* ACTION ITEM: With every line kept intact, print the entries that appear below.

Stored records
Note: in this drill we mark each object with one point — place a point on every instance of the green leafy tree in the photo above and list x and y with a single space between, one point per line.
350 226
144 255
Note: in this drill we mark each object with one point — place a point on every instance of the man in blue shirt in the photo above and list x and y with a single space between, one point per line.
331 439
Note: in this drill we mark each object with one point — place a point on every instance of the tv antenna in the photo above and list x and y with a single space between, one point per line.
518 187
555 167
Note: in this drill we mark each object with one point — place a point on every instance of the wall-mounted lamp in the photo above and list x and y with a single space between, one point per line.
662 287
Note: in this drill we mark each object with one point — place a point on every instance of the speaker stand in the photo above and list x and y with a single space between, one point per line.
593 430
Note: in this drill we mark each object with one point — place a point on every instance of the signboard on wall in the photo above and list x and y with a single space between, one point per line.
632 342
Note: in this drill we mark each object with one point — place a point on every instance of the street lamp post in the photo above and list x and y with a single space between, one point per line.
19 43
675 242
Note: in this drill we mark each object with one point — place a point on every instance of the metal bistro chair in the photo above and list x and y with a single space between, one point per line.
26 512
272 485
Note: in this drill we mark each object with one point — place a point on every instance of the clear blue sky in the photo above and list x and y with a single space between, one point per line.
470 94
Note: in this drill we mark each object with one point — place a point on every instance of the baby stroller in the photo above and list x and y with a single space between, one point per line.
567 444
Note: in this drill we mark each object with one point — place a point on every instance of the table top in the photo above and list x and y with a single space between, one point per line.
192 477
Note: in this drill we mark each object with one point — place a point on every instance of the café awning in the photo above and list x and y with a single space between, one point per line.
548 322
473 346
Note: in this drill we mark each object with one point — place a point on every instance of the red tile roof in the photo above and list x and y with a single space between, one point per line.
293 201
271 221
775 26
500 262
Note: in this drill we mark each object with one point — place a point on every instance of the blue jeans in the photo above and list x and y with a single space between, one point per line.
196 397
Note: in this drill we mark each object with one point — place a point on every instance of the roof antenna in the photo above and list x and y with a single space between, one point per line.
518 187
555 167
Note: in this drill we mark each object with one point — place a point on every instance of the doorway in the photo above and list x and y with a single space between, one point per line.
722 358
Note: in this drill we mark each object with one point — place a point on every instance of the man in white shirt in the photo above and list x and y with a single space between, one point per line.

* ANSWER SECTION:
Note: in this drill we mark each object with one point — place a point on every instance of the green leafy tree in the photo above and list x and y with a single space between, one point per line.
350 226
144 255
Note: in this drill we mark each object with one point — place a point on every instance of the man in blue shirt in the photo above and list x and y with a single space between, one point per line.
331 439
Note: in this drill we mark each object with one point — place a point on every instance of the tv antenna in the photo above and list x and y with a single space between, one point per line.
518 187
555 167
Note: in this drill we mark each object with one point — place a point on every instance of the wall-mounted lamp in the photo above and list x and y with a single space between, one point per line.
662 287
Note: in this drill we mark each object with one point — place a point on every instance of the speaker stand in the photo above and list x and y with a single space between, one point per line.
593 430
Note: in this drill we mark each object with one point — place a point on every instance of the signboard on wall in the photo above and list x and y with a single space between, one point per line.
632 342
Note: in this drill we mark each object with one point — place a point on every instance of the street lamp post in the photo above and list x and y with a single space between, one point per line.
19 43
675 242
Note: in this drill we mark each object with one point — place a point on every instance of the metal bistro chair in the photo above and list x and y with a single space between, one point per line.
26 512
272 485
Note: in this drill we mark each object with one point — place a point on every instance of the clear blue sky in the photo above and list x and y with a single space between, one point per line.
470 94
Note: in this drill we mark each object with one point — place a point on every instance of the baby stroller in the photo above and list x and y with a single space between, one point per line.
567 444
Note: in this drill we mark each object with one point — place a point on every instance of the table top in the photo above and list x and y with a single space between, one point per line.
192 477
Note: in this drill we mark each object with one point — place a point on every instance of the café awning in the photo above and list x and y with a single space between, one point per line.
548 322
473 346
Note: in this drill we mark each object with one point — place a point on every instance of the red tile roof in the photo above and list x and y with a single space between, one point per line.
293 201
271 221
775 26
500 262
Note: in this drill we mark each object with one point — place a point on every instance of the blue jeans in the photo above and list x and y with a single space between, one point per line.
196 397
Note: in this drill we mark each object with one point — place a point on every instance of the roof antenna in the photo above and list x and y with a single space between, one point per line.
518 187
555 167
Note: in this drill we mark each object with one point — place a point on every instance of the doorway in the photo above and list x and y with a single space between, one point per line.
722 358
Note: in this drill we mark each object with one point — place a point on every instance of the man in white shirt in the photo above and list x and y with a single space between, one point per line.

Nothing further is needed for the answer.